OBJECTIVE: Pick out each line of the material below that contains the word "parts", and copy those lines.

----------

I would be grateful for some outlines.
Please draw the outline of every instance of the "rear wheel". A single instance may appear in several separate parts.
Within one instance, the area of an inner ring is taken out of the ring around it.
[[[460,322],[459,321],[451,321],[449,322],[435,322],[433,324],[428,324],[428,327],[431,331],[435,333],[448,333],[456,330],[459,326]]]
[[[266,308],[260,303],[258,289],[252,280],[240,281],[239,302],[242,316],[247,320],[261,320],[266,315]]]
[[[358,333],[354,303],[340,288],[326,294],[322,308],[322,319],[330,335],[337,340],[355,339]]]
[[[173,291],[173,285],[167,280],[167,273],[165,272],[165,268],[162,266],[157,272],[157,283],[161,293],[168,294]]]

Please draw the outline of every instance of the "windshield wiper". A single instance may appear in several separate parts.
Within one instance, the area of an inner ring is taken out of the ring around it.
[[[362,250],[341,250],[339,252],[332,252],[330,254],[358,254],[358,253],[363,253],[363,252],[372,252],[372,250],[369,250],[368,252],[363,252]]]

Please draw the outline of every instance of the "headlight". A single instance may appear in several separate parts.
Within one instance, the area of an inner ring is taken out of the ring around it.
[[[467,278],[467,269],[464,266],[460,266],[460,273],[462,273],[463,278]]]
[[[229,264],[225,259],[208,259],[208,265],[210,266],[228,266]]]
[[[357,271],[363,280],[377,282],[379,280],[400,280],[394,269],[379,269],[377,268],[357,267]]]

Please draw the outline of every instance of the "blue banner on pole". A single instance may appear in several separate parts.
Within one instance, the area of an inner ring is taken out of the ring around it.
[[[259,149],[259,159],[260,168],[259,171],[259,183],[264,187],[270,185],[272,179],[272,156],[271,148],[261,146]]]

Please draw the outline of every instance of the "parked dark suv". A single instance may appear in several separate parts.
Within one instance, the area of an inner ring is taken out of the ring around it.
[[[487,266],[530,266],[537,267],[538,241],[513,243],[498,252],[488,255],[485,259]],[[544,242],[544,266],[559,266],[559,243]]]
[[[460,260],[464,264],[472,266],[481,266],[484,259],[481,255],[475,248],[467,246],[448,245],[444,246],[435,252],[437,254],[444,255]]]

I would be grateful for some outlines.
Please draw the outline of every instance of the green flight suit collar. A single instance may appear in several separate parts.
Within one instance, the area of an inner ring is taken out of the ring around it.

----------

FULL RESPONSE:
Please draw the outline of every instance of the "rear wheel". A single instance may appear in several separate parts.
Please draw the outline of every instance of the "windshield wiper". A single instance may appear in several separate parts.
Please draw the outline of every instance of the "headlight". A single instance may appear in several separate parts.
Please draw the outline of every instance of the "blue banner on pole". A single instance may appear in several separate parts.
Please draw the outline of every instance of the "parked dark suv". A single instance may appear in several separate parts.
Please draw the outline of every instance of the green flight suit collar. A single instance may appear in several separate parts.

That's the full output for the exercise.